This node supports the deployment of all ViT-based architectures trained in KNIME, such as Vision Transformer, Swin Transformer, and Pyramid Transformer, so that your classification tasks can be readily deployed to production or further extended for evaluation.
Both nodes are ideal for bringing your image classification model to life, whether you're classifying medical image types, product defects, or, in our example, labelling scenes as "friendly" or "hostile." The ViT Classification Learner and Predictor nodes combined allow KNIME users to train, test, and deploy cutting-edge transformer-based models in a code-free workflow
Performance Analysis
An examination of performance measures for our case study of classifying images into “friendly” and “hostile” classes provides several key insights:
- Accuracy: The model was able to attain an overall accuracy of 0.933, meaning that nearly 93.3% of the images in the test dataset were accurately classified. This metric is a solid reflection of the performance of the ViT model on this specific dataset.
- Cohen's Kappa: Cohen's Kappa value of 0.867 indicates substantial agreement between the predictions of the model and the actual labels, higher than random chance agreement.
- Recall and Precision: Both "friendly" and "hostile" classes have high recall and precision values. This indicates the model's capability to correctly identify positive instances (recall) while simultaneously keeping the false positive identification rate low (precision).
The persuasive outcomes demonstrate the remarkable ability of the novel ViT nodes to solve difficult image classification issues in the KNIME platform.
The expanding potential of Transformer models in image analysis
Transformer models are opening new possibilities in the field of image analysis, demonstrating a major step forward compared to traditional CNNs.
In retail and consumer marketing he ViTs are being tested out for use in solutions ranging from object detection, visual sentiment analysis, to auto-detection of brands. For example, by inspecting social media user-generated content, the models can detect indirect hints for brand visibility, customer satisfaction, or visual leaning. This makes it possible for marketers to garner actionable insights at scale, leading to more contextual and targeted campaigns.

● **Entries supplied**

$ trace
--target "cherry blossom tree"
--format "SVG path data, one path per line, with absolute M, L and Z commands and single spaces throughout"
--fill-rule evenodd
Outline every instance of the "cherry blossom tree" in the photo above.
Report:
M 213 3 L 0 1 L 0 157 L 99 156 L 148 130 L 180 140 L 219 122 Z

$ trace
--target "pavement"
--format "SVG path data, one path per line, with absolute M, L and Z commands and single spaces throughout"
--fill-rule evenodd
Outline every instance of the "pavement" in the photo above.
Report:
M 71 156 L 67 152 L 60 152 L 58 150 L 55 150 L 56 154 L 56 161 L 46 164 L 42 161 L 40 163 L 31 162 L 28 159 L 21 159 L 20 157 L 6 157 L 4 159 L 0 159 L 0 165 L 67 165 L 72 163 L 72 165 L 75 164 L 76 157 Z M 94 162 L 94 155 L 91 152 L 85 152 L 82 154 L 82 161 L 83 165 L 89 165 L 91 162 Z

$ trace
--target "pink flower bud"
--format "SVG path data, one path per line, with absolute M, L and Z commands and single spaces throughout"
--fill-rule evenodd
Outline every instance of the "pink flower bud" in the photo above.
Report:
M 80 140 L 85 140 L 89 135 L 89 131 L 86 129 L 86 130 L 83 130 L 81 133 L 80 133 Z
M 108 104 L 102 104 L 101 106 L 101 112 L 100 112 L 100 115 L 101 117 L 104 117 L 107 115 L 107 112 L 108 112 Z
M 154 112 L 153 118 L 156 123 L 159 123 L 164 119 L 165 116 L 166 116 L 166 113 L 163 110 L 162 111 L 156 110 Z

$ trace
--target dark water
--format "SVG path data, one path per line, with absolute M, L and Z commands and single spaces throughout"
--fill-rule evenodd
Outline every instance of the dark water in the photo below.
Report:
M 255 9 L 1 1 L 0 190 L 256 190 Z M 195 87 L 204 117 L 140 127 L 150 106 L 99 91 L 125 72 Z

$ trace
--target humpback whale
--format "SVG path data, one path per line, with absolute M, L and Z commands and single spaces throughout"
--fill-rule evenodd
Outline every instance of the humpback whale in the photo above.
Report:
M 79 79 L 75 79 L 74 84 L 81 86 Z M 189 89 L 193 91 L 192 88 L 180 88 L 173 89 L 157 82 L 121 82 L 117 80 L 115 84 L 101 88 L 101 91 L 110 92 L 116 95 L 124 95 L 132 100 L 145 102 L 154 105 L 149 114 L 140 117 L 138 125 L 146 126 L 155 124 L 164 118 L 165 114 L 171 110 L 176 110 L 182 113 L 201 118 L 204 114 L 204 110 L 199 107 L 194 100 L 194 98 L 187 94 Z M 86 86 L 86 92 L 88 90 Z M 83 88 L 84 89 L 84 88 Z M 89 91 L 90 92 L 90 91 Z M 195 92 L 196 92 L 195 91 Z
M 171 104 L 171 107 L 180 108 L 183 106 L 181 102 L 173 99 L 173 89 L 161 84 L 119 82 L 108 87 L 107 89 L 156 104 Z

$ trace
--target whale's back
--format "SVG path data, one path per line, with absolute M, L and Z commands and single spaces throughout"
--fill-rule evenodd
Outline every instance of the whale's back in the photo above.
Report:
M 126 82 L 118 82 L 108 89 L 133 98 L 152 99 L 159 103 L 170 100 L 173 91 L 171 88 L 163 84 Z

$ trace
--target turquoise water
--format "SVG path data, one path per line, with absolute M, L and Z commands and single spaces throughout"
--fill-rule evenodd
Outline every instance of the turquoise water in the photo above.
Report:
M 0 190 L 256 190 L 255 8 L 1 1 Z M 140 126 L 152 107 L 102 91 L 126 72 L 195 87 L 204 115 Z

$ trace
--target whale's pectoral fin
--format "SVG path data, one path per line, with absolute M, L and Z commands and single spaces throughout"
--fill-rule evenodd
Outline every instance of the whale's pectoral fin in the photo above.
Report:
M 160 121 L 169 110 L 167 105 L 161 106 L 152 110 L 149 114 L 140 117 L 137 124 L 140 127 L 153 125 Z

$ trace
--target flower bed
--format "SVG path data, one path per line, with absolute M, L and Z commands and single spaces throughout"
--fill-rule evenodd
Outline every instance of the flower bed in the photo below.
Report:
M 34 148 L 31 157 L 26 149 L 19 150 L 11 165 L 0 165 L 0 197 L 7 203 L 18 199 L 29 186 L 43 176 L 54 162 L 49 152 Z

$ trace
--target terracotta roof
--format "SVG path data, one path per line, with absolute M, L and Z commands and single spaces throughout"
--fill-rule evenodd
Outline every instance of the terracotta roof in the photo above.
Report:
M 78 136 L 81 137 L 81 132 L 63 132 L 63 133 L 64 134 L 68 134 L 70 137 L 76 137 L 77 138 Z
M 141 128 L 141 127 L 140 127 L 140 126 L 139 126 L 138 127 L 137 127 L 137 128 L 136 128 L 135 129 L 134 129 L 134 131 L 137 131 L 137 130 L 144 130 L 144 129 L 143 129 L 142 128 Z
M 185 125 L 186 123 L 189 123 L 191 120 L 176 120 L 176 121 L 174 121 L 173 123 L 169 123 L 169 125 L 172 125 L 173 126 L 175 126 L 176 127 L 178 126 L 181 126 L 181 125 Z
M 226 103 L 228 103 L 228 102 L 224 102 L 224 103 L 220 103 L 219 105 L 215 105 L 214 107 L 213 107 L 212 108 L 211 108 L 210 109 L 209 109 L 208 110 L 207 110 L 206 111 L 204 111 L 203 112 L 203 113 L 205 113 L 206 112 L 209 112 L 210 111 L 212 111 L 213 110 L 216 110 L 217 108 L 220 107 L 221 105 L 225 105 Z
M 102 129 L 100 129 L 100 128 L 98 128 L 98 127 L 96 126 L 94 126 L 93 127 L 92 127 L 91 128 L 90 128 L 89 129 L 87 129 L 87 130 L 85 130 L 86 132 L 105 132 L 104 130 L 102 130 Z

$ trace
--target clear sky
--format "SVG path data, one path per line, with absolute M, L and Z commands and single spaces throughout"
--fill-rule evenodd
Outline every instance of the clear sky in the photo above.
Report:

● **Description of the task**
Update the stretch of the Vision Transformer text from "The persuasive outcomes" through "to traditional CNNs." so that "CNNs" reads "convolutional neural networks". The lines have nothing to do with the Vision Transformer text.

● **Answer to the problem**
The persuasive outcomes demonstrate the remarkable ability of the novel ViT nodes to solve difficult image classification issues in the KNIME platform.
The expanding potential of Transformer models in image analysis
Transformer models are opening new possibilities in the field of image analysis, demonstrating a major step forward compared to traditional convolutional neural networks.